[Written problem] Put every line of the items below into a numbered list, leaving out blank lines.

***

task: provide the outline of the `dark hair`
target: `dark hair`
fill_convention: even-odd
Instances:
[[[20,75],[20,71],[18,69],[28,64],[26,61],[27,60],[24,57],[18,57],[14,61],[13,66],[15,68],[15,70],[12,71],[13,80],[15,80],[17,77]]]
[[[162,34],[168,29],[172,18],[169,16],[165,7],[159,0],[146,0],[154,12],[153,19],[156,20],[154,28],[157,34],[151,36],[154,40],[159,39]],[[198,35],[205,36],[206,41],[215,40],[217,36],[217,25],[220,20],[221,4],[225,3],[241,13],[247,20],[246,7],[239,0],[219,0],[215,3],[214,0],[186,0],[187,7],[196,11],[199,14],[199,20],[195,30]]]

***

[Completed task]
1. task: provide the outline of the `dark hair`
2. target: `dark hair`
3. fill_convention: even-odd
4. Instances:
5. [[[20,75],[20,71],[18,69],[28,64],[26,61],[27,60],[24,57],[18,57],[14,61],[13,66],[15,68],[15,70],[12,71],[13,80],[15,80],[17,77]]]
6. [[[162,34],[168,29],[172,18],[169,16],[165,7],[159,0],[146,0],[154,12],[153,19],[156,20],[154,28],[157,34],[151,36],[154,40],[159,39]],[[198,35],[205,36],[206,41],[215,40],[217,36],[217,25],[220,20],[221,4],[225,3],[241,13],[247,20],[246,7],[239,0],[219,0],[215,3],[214,0],[186,0],[187,7],[196,11],[199,14],[199,20],[195,30]]]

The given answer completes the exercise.